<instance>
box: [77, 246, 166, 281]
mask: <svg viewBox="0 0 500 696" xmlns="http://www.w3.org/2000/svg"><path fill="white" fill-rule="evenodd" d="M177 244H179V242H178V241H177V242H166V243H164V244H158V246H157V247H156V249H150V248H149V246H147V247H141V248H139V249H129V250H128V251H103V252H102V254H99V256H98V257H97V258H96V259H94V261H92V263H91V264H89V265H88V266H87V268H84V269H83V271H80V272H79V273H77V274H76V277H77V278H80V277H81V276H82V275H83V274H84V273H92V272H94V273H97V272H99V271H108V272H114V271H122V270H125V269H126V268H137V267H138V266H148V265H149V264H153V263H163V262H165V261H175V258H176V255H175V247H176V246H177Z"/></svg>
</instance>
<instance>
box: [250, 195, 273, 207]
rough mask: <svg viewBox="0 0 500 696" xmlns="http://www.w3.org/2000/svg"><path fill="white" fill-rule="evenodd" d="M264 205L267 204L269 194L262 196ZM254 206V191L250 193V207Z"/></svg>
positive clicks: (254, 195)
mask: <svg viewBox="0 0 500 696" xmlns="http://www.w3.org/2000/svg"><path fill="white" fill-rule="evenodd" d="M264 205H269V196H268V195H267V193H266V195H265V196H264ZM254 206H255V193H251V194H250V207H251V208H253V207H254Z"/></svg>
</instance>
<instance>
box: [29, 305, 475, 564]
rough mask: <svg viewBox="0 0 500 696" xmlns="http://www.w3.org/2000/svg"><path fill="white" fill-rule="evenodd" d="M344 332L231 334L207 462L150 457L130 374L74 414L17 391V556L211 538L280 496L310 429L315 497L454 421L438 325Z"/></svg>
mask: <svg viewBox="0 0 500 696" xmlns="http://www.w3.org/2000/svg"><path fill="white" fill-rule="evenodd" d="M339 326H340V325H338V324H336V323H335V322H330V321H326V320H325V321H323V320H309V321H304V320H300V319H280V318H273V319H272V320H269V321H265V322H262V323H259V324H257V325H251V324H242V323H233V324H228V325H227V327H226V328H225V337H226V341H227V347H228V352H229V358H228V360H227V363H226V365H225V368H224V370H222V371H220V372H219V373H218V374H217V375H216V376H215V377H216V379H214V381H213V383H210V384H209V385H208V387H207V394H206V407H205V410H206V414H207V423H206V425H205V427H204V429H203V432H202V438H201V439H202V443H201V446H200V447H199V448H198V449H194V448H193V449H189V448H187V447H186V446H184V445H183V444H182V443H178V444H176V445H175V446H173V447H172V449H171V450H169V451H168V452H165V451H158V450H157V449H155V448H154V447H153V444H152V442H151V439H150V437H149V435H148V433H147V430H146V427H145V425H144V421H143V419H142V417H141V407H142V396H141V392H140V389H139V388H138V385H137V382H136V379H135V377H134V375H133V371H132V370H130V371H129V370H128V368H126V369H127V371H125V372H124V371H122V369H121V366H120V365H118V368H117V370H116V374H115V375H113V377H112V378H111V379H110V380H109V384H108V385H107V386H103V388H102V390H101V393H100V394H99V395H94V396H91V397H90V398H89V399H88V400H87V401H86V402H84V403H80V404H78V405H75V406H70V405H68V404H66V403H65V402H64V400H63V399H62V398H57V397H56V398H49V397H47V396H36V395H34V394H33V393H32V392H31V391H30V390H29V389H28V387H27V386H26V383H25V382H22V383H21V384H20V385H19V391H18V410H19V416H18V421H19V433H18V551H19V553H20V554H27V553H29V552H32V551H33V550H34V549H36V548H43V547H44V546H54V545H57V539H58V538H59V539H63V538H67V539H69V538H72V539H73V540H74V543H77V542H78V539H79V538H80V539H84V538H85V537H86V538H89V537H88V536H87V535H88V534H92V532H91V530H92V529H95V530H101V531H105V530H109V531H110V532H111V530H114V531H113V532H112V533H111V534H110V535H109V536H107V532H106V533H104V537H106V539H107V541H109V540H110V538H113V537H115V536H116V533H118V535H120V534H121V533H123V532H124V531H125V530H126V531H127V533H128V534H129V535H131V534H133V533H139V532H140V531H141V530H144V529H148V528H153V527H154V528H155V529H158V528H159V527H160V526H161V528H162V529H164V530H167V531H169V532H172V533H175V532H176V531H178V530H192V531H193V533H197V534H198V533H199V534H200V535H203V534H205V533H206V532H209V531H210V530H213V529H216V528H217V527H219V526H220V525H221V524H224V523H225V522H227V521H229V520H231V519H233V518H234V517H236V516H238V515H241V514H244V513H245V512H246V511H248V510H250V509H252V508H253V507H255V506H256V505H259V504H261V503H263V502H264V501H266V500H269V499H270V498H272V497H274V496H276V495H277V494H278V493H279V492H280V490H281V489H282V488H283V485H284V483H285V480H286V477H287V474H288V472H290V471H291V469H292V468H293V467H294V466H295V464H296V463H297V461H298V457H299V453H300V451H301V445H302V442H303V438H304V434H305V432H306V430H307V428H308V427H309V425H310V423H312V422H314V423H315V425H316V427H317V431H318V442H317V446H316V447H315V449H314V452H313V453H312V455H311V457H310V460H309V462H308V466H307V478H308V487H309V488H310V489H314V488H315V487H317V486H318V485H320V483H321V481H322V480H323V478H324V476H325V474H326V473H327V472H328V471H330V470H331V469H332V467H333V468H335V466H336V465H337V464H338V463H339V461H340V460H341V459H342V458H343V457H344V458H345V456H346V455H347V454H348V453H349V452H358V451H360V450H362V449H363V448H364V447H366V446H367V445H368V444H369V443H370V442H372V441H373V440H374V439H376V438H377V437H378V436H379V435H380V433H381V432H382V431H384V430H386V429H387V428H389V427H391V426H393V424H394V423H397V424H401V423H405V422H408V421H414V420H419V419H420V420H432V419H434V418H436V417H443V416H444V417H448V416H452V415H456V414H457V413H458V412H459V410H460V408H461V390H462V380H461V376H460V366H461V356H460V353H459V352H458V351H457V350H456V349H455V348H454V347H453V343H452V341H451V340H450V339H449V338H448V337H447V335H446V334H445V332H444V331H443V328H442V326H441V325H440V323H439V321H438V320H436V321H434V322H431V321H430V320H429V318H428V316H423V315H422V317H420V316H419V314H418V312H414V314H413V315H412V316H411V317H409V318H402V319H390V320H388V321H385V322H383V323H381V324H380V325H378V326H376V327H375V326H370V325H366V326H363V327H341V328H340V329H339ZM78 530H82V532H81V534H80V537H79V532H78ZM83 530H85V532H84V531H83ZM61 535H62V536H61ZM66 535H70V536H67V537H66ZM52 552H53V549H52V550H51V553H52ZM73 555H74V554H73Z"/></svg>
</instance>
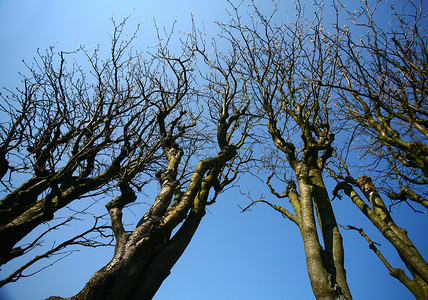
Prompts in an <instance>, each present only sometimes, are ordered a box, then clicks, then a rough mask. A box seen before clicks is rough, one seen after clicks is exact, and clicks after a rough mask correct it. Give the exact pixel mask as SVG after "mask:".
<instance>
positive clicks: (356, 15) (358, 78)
mask: <svg viewBox="0 0 428 300" xmlns="http://www.w3.org/2000/svg"><path fill="white" fill-rule="evenodd" d="M338 9H340V10H342V12H341V13H342V14H346V15H347V17H348V18H349V19H350V21H351V22H350V24H347V25H346V26H343V25H342V26H337V28H338V29H339V30H340V34H341V35H342V42H341V44H340V45H337V46H338V47H340V51H341V55H339V56H337V57H336V63H337V66H338V68H339V69H340V73H341V76H342V78H343V79H342V80H341V81H340V82H338V86H337V87H338V91H339V95H340V98H341V100H342V101H341V102H340V104H341V106H342V107H344V108H345V109H344V110H343V113H344V118H345V119H347V120H348V121H347V122H348V123H349V124H353V125H354V126H355V129H354V132H353V133H352V139H353V143H354V145H356V146H357V147H358V151H359V152H360V153H361V156H362V157H364V158H367V159H368V160H369V161H371V165H370V166H367V167H369V168H371V169H374V170H377V174H373V176H375V177H376V181H377V182H378V183H379V187H380V188H381V190H382V191H383V192H384V193H385V194H387V195H388V196H389V197H390V199H392V200H393V201H394V202H397V201H399V202H403V201H410V202H408V203H409V205H411V204H412V203H415V202H416V203H418V204H420V205H423V206H424V207H425V208H427V207H428V201H427V199H426V197H427V195H428V194H427V189H426V186H427V183H428V160H427V158H428V147H427V139H428V130H427V127H428V121H427V117H428V114H427V109H428V107H427V80H428V73H427V61H428V52H427V48H426V45H427V27H426V26H425V24H426V17H425V15H424V12H423V11H422V1H420V2H419V3H418V4H417V1H406V2H405V3H404V4H402V5H392V4H391V5H387V3H382V2H381V1H366V2H364V3H362V4H361V7H360V8H359V9H358V10H357V11H353V12H349V11H347V10H346V9H345V8H344V7H341V6H340V7H339V8H338ZM380 10H382V12H381V11H380ZM385 11H388V12H389V14H390V15H391V16H392V17H391V18H388V21H389V22H388V23H389V24H388V23H387V22H384V19H383V14H384V12H385ZM358 29H360V30H361V29H363V30H364V33H363V34H362V36H355V34H353V32H356V31H357V30H358ZM357 139H358V140H359V142H358V143H357V142H356V141H357ZM367 167H366V169H367Z"/></svg>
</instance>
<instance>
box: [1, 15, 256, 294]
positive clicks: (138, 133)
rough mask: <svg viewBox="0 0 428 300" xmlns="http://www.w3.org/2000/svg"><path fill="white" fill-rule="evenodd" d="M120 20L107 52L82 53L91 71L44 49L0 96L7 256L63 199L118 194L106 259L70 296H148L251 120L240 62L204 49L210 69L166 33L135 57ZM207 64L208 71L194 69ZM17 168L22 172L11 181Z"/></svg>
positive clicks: (52, 213) (238, 150) (2, 224)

_Activity:_ Return exactly the leading lines of the listing, stopping after the line in which "box: [29, 305, 475, 564]" occurs.

_Exercise answer:_
<instance>
box: [77, 246, 166, 281]
mask: <svg viewBox="0 0 500 696" xmlns="http://www.w3.org/2000/svg"><path fill="white" fill-rule="evenodd" d="M177 244H179V242H178V241H177V242H166V243H164V244H158V246H157V247H156V249H150V248H149V246H147V247H141V248H139V249H129V250H128V251H103V252H102V254H99V256H98V257H97V258H96V259H94V261H92V263H91V264H89V265H88V266H87V268H84V269H83V271H80V272H79V273H77V274H76V277H77V278H80V277H81V276H82V275H83V274H84V273H92V272H94V273H97V272H99V271H108V272H114V271H122V270H125V269H126V268H137V267H138V266H148V265H149V264H153V263H163V262H165V261H175V258H176V255H175V247H176V246H177Z"/></svg>
</instance>
<instance>
box: [250, 195, 273, 207]
rough mask: <svg viewBox="0 0 500 696" xmlns="http://www.w3.org/2000/svg"><path fill="white" fill-rule="evenodd" d="M264 205L267 204L269 194L262 196ZM254 206V191L250 193V207Z"/></svg>
positive clicks: (254, 195)
mask: <svg viewBox="0 0 500 696" xmlns="http://www.w3.org/2000/svg"><path fill="white" fill-rule="evenodd" d="M264 205H269V196H268V195H267V193H266V195H265V196H264ZM254 206H255V193H251V194H250V207H251V208H253V207H254Z"/></svg>
</instance>
<instance>
box: [29, 305, 475, 564]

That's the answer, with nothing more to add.